Records provided
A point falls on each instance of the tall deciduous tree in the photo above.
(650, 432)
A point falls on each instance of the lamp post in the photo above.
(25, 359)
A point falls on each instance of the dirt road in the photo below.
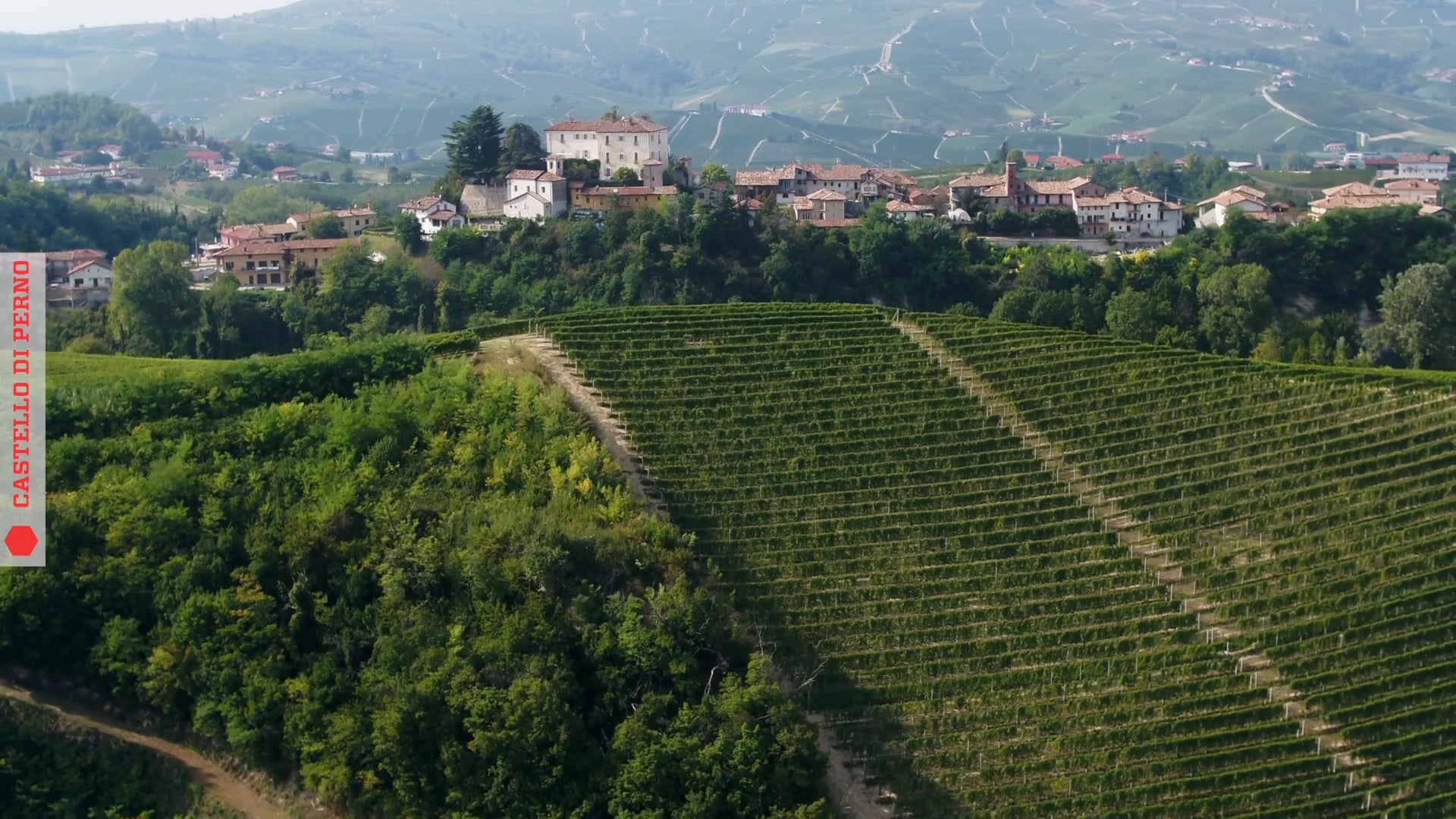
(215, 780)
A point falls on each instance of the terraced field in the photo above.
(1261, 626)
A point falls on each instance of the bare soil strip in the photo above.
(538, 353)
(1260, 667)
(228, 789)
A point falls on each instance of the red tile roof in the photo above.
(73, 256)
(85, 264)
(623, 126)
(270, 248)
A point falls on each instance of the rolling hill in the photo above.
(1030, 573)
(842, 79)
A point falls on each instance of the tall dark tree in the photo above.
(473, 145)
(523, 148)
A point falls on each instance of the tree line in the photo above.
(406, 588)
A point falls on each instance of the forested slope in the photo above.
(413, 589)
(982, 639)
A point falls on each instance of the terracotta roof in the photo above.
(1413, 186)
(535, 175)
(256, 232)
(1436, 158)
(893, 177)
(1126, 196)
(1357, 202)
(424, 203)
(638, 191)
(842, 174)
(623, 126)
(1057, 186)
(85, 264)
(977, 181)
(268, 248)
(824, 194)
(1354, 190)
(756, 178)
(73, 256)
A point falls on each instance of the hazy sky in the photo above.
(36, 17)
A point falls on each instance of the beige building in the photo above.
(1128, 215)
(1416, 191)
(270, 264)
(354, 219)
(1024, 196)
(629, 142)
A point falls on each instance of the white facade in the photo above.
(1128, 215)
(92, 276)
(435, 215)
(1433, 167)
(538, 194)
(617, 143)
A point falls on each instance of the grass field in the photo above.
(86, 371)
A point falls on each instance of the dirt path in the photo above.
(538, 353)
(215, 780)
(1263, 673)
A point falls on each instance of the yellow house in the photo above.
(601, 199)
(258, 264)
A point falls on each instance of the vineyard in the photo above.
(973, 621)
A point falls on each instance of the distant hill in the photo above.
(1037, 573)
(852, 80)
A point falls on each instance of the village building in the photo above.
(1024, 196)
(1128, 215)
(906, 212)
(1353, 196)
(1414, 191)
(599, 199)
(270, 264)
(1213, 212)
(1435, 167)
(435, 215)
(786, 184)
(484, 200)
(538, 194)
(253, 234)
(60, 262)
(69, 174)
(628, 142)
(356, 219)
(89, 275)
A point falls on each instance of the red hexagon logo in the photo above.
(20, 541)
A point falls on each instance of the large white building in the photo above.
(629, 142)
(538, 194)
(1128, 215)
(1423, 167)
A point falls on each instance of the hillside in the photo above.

* * *

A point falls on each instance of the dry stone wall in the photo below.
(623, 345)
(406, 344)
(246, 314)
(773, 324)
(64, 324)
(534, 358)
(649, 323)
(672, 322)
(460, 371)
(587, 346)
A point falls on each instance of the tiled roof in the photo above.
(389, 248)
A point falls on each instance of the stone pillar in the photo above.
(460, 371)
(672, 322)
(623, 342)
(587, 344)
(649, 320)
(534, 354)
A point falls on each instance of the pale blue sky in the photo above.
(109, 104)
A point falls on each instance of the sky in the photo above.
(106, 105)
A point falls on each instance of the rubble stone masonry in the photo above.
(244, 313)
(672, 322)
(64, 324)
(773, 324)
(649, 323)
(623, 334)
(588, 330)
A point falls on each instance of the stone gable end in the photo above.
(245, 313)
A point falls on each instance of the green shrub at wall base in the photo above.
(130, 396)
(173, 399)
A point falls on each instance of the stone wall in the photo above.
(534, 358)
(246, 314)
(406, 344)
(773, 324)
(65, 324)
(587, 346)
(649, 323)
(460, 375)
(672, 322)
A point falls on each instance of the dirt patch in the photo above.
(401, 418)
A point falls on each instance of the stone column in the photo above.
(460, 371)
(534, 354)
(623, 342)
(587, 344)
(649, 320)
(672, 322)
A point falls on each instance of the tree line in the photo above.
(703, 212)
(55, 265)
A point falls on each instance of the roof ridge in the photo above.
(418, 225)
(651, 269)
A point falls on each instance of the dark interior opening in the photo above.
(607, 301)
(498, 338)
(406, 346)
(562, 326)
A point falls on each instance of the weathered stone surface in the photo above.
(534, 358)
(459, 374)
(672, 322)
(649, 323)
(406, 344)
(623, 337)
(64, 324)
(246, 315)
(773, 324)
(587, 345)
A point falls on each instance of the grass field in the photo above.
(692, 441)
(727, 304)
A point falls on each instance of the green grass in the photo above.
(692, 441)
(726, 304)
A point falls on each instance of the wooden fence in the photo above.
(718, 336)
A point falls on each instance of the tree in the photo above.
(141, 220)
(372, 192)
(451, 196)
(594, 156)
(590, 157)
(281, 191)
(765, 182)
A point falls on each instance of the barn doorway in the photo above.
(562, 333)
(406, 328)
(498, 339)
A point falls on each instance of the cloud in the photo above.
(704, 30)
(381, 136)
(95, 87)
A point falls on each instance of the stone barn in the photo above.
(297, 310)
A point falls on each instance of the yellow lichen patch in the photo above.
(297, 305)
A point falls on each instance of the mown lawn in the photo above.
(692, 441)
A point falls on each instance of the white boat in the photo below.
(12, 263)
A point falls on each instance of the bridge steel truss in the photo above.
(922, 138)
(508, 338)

Exercise directions
Reproduce the lines of the entries above from the one with "A point falls on each instance of the beige" to the one with "A point falls on each instance of the hillside", both included, exactly and without any other line.

Finished task
A point falls on each instance of the beige building in the photo above.
(1128, 215)
(1416, 191)
(270, 264)
(354, 219)
(1024, 196)
(629, 142)
A point falls on each instance of the white facade in the photo above.
(1128, 215)
(92, 276)
(435, 215)
(1433, 167)
(538, 194)
(617, 143)
A point falls on each instance of the grass field in the photo above.
(86, 371)
A point falls on each instance of the dirt path in the photo above.
(538, 353)
(215, 780)
(1263, 673)
A point falls on each instance of the yellow house in the photo above.
(601, 199)
(258, 264)
A point falls on each instance of the vineyard in the photo above.
(973, 621)
A point falls on each instance of the distant hill in the photo above.
(1037, 573)
(852, 80)
A point falls on each instance of the village building in the photo above.
(1024, 196)
(1128, 215)
(906, 212)
(1353, 196)
(1414, 191)
(599, 199)
(270, 264)
(1213, 212)
(1435, 167)
(435, 215)
(786, 184)
(484, 200)
(538, 194)
(253, 234)
(60, 262)
(69, 174)
(628, 142)
(356, 219)
(89, 275)
A point falls on each instance of the red hexagon logo in the photo above.
(20, 541)
A point falls on each instance of the large white building in the photo above.
(629, 142)
(538, 194)
(1128, 215)
(1423, 167)
A point falls on each instance of the hillside in the photo above.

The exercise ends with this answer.